● Selection:
☆ ☆ ☆ ☆ ☆

Aggregation is slower than expected on relatively simple collection

XMLWordPrintableJSON

    • Type: Bug
    • Resolution: Done
    • Priority: Major - P3
    • 2.6.0-rc0
    • Affects Version/s: 2.5.5
    • Component/s: Aggregation Framework
    • Environment:
    • Fully Compatible
    • ALL
    • None
    • 3
    • None
    • None
    • None
    • None
    • None
    • None

      Consider collection researchfacetsflat:

      > db.researchfacetsflat.findOne();
      {
              "_id" : ObjectId("52d06cd3c5c759ec4da99339"),
              "type" : "analyst",
              "value" : "James",
              "num" : 2
      }
      > db.researchfacetsflat.count();
      1200296
      

      The following "do nothing" command takes ~350ms
      db.researchfacetsflat.aggregate([ {$group: {_id: ''} } ]);

      This command which actually does the grouping we seek takes ~1550ms:

      db.researchfacetsflat.aggregate([ {$group: {_id: { tt: '$type', vv: '$value' }, tot: { $sum: 1 }} } ]);
      

      No combination of indexes on type and/or value improved performance, which is not a surprise because we want all the data.

☆ ☆ ☆ ☆ ☆

● Entries:
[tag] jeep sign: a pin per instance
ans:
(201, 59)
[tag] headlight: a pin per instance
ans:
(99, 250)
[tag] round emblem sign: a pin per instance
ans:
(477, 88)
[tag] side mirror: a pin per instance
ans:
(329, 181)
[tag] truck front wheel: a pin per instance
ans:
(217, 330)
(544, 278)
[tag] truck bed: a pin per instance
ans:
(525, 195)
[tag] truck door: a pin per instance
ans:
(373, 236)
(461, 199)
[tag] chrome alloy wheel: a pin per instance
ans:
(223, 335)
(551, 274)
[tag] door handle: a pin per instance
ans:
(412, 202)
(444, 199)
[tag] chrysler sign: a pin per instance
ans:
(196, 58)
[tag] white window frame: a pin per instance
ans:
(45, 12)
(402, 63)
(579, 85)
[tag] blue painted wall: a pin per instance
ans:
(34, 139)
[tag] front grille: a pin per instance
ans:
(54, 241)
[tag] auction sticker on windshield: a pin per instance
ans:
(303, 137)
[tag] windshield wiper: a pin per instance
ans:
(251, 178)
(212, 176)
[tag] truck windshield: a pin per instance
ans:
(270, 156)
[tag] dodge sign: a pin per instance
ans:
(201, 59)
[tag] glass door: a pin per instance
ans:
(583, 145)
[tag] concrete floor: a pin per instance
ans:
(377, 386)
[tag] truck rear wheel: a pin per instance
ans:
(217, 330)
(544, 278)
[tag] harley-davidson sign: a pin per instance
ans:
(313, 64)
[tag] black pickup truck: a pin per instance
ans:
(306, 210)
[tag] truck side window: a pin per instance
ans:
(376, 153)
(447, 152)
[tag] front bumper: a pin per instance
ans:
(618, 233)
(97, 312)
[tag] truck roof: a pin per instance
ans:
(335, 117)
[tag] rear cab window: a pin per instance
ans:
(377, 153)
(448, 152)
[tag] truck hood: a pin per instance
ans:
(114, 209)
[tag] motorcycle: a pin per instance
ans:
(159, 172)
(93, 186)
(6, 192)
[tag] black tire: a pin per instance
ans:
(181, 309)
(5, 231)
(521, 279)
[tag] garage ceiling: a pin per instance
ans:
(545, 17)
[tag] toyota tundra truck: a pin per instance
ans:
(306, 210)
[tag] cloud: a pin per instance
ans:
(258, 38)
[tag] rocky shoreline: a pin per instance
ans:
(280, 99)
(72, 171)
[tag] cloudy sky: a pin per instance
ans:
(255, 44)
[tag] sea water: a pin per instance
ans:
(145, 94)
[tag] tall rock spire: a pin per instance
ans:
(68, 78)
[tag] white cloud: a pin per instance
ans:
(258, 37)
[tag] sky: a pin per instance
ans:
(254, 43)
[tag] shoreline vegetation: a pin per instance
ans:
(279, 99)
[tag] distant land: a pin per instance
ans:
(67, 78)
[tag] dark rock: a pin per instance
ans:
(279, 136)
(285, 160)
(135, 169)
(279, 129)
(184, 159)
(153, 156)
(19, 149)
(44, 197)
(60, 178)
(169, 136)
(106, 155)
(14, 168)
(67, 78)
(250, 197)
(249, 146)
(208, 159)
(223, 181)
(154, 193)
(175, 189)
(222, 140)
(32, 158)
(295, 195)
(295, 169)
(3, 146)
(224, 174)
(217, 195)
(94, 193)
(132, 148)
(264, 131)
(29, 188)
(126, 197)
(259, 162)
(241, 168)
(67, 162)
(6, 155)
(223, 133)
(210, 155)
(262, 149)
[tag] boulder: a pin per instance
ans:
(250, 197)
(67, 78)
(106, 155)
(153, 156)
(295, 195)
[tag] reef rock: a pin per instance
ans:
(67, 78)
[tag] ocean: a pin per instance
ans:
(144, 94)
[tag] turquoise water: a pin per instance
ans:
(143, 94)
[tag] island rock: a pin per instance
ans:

☆ ☆ ☆ ☆ ☆

● Required tasks:
**A)** Which field names appear in the sample document returned by findOne() in the bug report?
**B)** Answer these about the bug report:
(i) What number does the count() command return?
(ii) About how long does the "do nothing" command take?
(iii) Which version is listed as affected?
**C)** Write out the part of the bug report that opens with the words containing "This command which" and closes with "all the data.", swapping "performance" for "speed".
The listing is separate material, unrelated to the bug report.

● List of solutions:
**A)** _id, type, value, num

**B)**
(i) 1200296
(ii) About 350ms
(iii) 2.5.5

**C)**
This command which actually does the grouping we seek takes ~1550ms:

      db.researchfacetsflat.aggregate([ {$group: {_id: { tt: '$type', vv: '$value' }, tot: { $sum: 1 }} } ]);
      

      No combination of indexes on type and/or value improved speed, which is not a surprise because we want all the data.